**HOW TO COMPLETE THIS TASK:** Every record must appear in your reply exactly as written.

Referring expression data
----
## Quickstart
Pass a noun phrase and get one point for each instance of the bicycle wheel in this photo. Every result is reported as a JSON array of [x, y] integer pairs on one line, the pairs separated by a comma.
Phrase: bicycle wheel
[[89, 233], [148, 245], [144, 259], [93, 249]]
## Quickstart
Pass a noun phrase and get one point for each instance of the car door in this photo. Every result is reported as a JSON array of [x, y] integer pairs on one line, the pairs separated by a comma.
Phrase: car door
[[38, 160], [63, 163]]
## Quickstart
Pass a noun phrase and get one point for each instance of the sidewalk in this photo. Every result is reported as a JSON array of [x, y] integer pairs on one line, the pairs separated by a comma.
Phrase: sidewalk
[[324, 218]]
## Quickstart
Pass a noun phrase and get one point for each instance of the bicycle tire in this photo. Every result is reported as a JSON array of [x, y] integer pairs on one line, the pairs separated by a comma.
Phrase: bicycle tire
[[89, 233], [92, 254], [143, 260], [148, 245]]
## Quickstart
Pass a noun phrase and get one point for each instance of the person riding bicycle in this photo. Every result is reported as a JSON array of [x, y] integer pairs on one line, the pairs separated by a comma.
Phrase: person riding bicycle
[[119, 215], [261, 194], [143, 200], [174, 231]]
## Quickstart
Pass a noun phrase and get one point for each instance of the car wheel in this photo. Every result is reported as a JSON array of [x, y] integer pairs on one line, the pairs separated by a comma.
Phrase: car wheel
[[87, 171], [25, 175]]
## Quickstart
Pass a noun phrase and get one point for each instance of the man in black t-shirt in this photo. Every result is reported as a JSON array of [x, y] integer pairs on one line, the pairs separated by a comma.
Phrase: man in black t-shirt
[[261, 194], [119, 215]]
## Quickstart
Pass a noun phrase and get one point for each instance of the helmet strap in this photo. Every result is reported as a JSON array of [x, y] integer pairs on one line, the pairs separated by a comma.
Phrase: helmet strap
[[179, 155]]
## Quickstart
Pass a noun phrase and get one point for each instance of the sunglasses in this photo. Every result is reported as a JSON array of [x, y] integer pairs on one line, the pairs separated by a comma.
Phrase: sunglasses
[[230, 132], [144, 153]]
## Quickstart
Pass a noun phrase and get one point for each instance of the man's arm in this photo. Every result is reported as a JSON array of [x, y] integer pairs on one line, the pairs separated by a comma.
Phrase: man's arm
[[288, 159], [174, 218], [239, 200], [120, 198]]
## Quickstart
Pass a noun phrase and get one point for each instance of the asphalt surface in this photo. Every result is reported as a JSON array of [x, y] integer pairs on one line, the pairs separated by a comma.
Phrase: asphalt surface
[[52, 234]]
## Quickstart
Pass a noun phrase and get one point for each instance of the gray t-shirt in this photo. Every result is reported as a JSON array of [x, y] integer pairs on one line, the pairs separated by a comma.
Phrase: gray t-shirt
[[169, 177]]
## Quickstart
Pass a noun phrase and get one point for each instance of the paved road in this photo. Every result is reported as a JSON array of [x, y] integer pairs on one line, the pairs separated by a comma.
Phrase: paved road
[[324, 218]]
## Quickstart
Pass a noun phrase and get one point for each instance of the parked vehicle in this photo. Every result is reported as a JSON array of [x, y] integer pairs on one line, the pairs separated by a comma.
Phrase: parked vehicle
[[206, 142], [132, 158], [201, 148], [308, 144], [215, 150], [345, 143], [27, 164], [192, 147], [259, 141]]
----
**EXERCISE RESPONSE:**
## Quickstart
Pass a noun phrase and get one point for each instance of the bicycle wheel in this photo. Every result is reported as a JSON array of [x, y] integer pairs on one line, the pairs separated by a comma.
Phrase: bicycle wheel
[[89, 233], [148, 245], [144, 259], [93, 249]]
## Quickstart
Pass a noun phrase and get one point for each instance of the car door in this photo. Every result is reported as a JSON array of [x, y] integer pairs on one line, the pairs separated by a comma.
Phrase: car door
[[38, 160], [63, 163]]
## Quickstart
Pass a noun phrase and get one point for each instance of the sidewalk in this photo. Every result is reported as a JSON array of [x, y] integer pairs on one line, the pairs separated by a comma.
Phrase: sidewalk
[[324, 218]]
## Quickstart
Pass a noun phrase and get one point for each instance of the bicycle tire in this photo. Every result is reported as a JSON array of [x, y] integer pairs on one line, the pairs separated by a comma.
Phrase: bicycle tire
[[89, 233], [92, 254], [143, 260], [148, 245]]
## Quickstart
Pass a noun phrase and get one point for each instance of the person riding bicycle in this photo. Every result is reported as a JSON array of [x, y] integer pairs on one line, the pairs separated by a comma.
Phrase: person riding bicycle
[[119, 215], [261, 194], [143, 200], [174, 231]]
## Quickstart
Pass a noun phrase and get one point for each instance of the car wheel in this photo. Every result is reported as a JSON array of [x, y] integer pairs on one line, the pairs separated by a comma.
Phrase: car wheel
[[87, 171], [25, 175]]
## Quickstart
Pass a noun phrase and get one point for each instance of the man in black t-shirt in this photo. Every result is reported as a JSON array of [x, y] integer pairs on one line, the pairs separated by a comma.
Phrase: man in black t-shirt
[[261, 194], [119, 215]]
## Quickstart
Pass a noun phrase and get one point for each instance of the helmet strap in this photo. Every result is reported as a JSON array of [x, y] integer pairs on one line, the pairs separated by a comma.
Phrase: helmet strap
[[179, 155]]
## Quickstart
Pass a noun phrase and get one point for each instance of the sunglasses in this photo. Every result is reported as a JSON array of [x, y] integer pairs on one line, the pairs separated by a comma.
Phrase: sunglasses
[[230, 132], [144, 153]]
## Quickstart
Pass a noun phrase and get one point for each instance of the man's arm in this photo. Every result is reported as a JSON array of [x, y] integer pairs on one line, the pairs separated by a comma.
Phrase: man's arm
[[288, 159], [174, 218], [239, 200], [120, 198]]
## Quickstart
Pass a noun phrase and get one point for each instance of the asphalt surface in this photo. Every result is reported as a JSON array of [x, y] integer pairs on one line, the pairs separated by a comma.
Phrase: asphalt surface
[[52, 234]]
## Quickstart
Pass a noun phrase and get one point for each instance of the gray t-shirt in this photo. Every result is reported as a JSON array of [x, y] integer pairs on one line, the pairs separated by a comma.
Phrase: gray t-shirt
[[169, 177]]
## Quickstart
Pass a noun phrase and get one point for each instance of the paved road in this photo. Every result is reported as a JSON array of [x, y] integer pairs on one line, the pairs separated by a comma.
Phrase: paved road
[[324, 218]]
## Quickstart
Pass a noun phrase and get one point for each instance of the parked vehicle in this photo. Every result is reported as a JSON array of [x, y] integer pairs on one line, the pairs separated by a comma.
Phrase: parked vehicle
[[206, 142], [132, 158], [201, 148], [308, 144], [215, 150], [345, 143], [27, 164], [192, 147], [259, 141]]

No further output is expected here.